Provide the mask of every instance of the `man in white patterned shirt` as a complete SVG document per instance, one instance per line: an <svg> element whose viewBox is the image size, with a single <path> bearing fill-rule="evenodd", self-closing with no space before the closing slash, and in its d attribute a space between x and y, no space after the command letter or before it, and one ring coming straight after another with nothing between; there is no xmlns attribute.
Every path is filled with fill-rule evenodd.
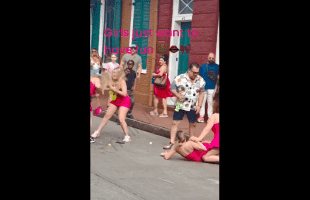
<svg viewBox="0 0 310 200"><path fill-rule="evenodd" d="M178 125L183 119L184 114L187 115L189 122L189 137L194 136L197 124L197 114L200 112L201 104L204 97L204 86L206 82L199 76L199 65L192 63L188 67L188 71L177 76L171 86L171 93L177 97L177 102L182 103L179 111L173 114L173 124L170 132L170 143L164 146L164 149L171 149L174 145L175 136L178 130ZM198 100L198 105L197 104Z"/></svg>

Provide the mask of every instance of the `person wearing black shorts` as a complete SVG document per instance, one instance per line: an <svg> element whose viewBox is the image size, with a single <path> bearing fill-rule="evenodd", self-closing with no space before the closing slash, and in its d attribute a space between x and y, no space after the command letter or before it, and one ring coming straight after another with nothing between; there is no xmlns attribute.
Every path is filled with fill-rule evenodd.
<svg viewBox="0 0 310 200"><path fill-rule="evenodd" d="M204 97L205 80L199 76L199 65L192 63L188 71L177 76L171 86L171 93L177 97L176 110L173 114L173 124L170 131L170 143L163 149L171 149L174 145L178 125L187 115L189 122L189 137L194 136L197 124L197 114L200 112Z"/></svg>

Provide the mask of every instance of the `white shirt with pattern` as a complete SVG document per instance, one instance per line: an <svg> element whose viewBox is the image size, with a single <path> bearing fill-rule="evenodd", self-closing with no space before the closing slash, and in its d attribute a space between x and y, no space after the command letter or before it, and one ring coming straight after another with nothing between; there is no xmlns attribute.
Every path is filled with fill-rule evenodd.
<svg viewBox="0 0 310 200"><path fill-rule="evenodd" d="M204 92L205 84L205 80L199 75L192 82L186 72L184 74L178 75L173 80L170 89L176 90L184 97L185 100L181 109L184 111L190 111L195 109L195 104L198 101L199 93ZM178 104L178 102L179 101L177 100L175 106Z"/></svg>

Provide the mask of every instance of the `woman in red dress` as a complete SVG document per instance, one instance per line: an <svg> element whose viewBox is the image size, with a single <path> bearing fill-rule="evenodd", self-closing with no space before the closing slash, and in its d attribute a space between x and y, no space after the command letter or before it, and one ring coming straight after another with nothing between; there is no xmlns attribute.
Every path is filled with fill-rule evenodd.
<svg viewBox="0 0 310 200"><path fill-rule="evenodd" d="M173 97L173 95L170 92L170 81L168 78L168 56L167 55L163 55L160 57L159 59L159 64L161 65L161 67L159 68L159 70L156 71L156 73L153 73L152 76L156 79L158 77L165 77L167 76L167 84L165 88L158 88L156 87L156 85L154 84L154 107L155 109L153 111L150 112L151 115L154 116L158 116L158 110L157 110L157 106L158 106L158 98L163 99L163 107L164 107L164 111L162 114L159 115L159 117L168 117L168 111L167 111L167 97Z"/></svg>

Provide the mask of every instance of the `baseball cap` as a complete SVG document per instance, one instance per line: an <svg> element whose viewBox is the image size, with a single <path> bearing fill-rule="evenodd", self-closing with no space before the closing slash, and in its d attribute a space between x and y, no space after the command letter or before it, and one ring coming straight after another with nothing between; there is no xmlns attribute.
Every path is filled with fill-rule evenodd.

--

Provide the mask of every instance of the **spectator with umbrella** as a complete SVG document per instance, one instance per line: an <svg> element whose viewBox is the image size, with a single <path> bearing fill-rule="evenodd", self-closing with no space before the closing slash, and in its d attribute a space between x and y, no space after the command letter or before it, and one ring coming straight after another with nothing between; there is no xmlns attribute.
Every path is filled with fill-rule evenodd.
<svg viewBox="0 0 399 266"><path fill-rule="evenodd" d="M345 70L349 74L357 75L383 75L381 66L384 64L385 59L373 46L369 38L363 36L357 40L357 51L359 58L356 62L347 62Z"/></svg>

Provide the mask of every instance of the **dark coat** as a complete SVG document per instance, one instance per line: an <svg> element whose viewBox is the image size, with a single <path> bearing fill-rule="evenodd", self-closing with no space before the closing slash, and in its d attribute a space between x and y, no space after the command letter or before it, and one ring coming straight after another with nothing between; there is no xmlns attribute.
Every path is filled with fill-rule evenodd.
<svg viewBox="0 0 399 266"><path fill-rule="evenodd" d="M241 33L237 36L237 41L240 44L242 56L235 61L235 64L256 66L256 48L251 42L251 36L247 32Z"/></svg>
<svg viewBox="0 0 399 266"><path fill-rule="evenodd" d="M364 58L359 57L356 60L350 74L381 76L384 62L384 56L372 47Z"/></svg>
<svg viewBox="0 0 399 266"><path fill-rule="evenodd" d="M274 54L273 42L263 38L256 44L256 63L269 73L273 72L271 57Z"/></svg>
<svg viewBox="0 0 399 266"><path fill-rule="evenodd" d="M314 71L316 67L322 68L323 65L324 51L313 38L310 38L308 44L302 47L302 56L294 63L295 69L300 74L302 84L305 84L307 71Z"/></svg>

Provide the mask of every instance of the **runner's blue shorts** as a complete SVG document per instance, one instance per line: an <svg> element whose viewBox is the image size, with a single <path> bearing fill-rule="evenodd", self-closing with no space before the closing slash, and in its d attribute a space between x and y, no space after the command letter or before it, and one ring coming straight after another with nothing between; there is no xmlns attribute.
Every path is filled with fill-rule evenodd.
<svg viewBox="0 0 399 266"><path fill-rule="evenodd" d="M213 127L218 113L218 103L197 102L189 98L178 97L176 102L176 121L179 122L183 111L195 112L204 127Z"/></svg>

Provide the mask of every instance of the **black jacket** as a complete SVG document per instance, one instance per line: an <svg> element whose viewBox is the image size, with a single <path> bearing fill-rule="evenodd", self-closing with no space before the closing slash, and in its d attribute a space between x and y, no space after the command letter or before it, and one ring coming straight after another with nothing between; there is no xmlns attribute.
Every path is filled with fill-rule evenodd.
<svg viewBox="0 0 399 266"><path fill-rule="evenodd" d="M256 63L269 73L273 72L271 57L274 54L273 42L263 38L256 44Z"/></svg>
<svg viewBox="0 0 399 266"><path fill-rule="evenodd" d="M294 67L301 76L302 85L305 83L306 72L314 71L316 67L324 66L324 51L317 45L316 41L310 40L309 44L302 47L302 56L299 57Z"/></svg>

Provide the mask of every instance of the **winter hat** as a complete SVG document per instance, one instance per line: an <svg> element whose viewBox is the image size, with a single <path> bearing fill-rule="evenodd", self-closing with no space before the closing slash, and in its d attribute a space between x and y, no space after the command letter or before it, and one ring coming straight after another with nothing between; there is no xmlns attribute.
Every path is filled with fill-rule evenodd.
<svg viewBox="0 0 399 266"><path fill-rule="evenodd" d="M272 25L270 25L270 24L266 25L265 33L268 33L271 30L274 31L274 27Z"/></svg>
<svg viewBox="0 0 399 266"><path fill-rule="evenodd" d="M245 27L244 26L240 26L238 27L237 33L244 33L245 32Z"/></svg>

WORK TASK:
Please find the lines in the data that contain the word "black" and copy them.

FINAL ANSWER:
Provide the mask of every instance of the `person wearing black shorts` as a complete SVG document per instance, one instance per line: an <svg> element whose viewBox is the image size, with a single <path> bearing fill-rule="evenodd", self-closing with no space before the closing slash, and in its d attribute a space between x and y, no space after the command letter or before it, and one ring coming straight after another with nothing between; there is no xmlns attribute.
Provide the mask of every instance of the **black jacket** as a complete SVG document per instance, one instance per line: an <svg> element whose viewBox is the image size, with a single <path> bearing fill-rule="evenodd", self-closing with no space before the closing slash, and in its d attribute a space between x and y, no space after the command letter or before it, and one ring coming straight after another with nothing between; there is no xmlns attribute.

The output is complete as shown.